» RECORDS SHOWN
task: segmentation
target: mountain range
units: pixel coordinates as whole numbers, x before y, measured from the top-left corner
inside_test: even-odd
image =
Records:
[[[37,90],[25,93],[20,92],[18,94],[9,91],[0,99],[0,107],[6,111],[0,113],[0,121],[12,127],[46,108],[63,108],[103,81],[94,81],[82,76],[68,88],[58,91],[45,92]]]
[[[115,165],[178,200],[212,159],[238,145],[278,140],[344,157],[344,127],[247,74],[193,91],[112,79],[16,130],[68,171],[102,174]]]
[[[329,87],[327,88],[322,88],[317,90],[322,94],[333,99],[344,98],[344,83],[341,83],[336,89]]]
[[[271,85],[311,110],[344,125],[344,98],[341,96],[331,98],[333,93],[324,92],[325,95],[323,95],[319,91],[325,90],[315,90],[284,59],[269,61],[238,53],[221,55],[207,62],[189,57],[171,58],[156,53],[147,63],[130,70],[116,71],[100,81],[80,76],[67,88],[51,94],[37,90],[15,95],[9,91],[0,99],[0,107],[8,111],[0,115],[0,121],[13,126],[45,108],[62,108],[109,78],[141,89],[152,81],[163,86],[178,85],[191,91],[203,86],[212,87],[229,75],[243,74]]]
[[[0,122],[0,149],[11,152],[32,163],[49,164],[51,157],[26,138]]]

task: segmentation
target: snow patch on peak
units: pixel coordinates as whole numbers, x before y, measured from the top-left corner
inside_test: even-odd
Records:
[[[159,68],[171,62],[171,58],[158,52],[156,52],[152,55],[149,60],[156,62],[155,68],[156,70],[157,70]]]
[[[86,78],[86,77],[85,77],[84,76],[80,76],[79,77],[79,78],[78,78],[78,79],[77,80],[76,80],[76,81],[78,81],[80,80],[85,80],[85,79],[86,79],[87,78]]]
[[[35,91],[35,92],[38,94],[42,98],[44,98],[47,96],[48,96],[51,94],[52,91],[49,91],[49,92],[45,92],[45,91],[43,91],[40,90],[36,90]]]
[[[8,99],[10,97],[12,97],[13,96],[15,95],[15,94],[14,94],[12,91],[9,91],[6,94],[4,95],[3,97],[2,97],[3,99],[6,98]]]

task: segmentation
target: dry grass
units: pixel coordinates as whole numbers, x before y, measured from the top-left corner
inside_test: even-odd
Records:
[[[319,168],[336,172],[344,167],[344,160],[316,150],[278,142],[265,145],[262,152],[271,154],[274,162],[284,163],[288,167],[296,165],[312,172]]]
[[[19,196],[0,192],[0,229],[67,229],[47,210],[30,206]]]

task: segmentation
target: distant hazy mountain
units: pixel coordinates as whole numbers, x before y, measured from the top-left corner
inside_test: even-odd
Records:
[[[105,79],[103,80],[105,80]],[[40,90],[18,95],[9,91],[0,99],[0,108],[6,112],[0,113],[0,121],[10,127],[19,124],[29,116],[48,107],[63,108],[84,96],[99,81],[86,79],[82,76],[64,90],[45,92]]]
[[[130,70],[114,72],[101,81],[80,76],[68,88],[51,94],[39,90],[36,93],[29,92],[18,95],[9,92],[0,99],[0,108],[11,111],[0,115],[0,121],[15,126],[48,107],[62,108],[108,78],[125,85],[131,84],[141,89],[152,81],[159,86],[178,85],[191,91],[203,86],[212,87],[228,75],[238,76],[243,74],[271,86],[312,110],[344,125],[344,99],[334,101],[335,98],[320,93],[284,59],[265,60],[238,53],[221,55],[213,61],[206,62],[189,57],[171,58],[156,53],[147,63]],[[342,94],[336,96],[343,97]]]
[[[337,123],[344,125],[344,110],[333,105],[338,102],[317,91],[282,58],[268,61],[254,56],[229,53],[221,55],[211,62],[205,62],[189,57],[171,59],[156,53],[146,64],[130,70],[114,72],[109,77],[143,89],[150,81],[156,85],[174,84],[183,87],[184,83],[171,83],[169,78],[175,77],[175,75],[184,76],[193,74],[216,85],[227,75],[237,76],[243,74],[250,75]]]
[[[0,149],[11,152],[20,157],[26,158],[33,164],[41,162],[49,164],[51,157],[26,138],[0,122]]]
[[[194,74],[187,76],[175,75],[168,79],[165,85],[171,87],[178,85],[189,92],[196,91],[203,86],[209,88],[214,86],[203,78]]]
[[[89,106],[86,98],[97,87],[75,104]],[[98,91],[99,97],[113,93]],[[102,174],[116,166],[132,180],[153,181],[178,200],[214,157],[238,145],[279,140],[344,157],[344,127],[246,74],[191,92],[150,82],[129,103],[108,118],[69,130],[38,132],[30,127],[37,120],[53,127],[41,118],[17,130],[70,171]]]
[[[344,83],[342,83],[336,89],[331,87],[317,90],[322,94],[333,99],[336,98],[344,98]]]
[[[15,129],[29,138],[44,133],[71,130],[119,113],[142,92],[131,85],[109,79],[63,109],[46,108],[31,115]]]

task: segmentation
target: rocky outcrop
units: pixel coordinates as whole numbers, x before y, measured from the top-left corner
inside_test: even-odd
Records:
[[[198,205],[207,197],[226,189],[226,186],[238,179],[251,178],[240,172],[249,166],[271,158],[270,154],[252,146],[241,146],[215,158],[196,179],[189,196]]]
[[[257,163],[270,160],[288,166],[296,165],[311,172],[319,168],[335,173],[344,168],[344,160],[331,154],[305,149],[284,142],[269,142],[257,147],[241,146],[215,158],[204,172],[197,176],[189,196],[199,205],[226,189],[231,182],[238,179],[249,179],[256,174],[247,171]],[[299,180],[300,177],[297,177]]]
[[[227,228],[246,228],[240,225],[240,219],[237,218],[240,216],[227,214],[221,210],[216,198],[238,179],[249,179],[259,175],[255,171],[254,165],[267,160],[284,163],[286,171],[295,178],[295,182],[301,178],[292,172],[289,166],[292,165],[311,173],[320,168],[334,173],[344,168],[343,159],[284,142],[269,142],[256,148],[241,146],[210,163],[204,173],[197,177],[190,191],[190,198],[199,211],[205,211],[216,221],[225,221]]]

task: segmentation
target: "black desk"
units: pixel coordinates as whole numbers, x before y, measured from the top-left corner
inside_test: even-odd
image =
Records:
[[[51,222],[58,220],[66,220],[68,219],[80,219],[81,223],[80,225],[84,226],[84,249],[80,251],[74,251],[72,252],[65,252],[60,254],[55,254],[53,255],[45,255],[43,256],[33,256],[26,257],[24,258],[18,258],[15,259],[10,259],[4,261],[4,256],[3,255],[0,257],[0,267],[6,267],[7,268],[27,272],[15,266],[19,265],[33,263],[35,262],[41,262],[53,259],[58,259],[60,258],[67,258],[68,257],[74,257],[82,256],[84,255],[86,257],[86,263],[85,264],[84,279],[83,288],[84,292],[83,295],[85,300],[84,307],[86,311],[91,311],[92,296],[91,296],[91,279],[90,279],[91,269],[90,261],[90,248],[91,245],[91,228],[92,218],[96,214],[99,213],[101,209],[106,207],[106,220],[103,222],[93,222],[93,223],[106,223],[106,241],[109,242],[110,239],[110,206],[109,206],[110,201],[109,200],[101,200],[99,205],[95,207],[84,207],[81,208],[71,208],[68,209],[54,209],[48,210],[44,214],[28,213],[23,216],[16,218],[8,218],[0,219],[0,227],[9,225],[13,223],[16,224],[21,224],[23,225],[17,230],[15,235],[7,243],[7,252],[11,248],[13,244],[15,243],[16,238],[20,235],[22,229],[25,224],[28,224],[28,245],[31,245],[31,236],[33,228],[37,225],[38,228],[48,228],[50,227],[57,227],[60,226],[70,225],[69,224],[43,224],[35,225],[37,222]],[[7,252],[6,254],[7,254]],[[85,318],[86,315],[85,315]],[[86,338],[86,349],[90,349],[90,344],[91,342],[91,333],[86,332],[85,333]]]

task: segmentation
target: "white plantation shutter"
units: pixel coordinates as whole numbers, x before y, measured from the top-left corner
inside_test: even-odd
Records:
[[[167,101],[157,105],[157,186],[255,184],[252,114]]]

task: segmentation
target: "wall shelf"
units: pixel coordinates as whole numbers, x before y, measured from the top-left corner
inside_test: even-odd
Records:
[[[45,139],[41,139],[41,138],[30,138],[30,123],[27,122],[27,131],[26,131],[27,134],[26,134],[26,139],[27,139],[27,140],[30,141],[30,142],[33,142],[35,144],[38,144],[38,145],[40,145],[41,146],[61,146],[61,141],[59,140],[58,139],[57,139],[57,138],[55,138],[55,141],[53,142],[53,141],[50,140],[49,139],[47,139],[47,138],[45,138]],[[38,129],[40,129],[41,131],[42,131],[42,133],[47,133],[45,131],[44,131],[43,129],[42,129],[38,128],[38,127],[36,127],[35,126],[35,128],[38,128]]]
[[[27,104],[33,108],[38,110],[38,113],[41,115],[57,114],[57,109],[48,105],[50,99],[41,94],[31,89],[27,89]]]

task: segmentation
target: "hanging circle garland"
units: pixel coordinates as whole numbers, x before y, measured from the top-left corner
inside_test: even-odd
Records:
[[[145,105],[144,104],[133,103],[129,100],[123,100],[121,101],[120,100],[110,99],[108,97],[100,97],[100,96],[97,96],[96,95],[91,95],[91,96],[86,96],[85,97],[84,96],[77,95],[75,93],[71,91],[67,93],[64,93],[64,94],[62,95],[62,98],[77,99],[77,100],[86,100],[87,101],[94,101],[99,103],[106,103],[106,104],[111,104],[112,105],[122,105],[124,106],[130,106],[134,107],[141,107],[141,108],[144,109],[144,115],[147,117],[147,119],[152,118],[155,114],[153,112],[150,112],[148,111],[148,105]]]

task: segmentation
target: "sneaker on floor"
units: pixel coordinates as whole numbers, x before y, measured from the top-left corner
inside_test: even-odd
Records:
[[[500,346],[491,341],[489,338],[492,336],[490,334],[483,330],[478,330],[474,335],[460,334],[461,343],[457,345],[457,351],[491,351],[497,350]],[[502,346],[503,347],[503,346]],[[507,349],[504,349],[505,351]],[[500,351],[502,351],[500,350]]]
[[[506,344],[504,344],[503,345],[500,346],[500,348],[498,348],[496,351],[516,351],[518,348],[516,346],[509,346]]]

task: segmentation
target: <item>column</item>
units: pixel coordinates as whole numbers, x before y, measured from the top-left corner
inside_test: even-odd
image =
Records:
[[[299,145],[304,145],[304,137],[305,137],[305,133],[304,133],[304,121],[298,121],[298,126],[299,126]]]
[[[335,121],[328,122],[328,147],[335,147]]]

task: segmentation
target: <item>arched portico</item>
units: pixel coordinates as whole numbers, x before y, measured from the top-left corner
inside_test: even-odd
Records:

» THE TASK
Locate each line in the rows above that contains the word "target" and copy those lines out. The match is case-sensitive.

» ANSWER FOR THE TASK
target: mountain range
target: snow patch on peak
target: dry grass
target: distant hazy mountain
target: rocky outcrop
target: "black desk"
target: "white plantation shutter"
target: "wall shelf"
target: "hanging circle garland"
target: "sneaker on floor"
target: <item>column</item>
target: <item>arched portico</item>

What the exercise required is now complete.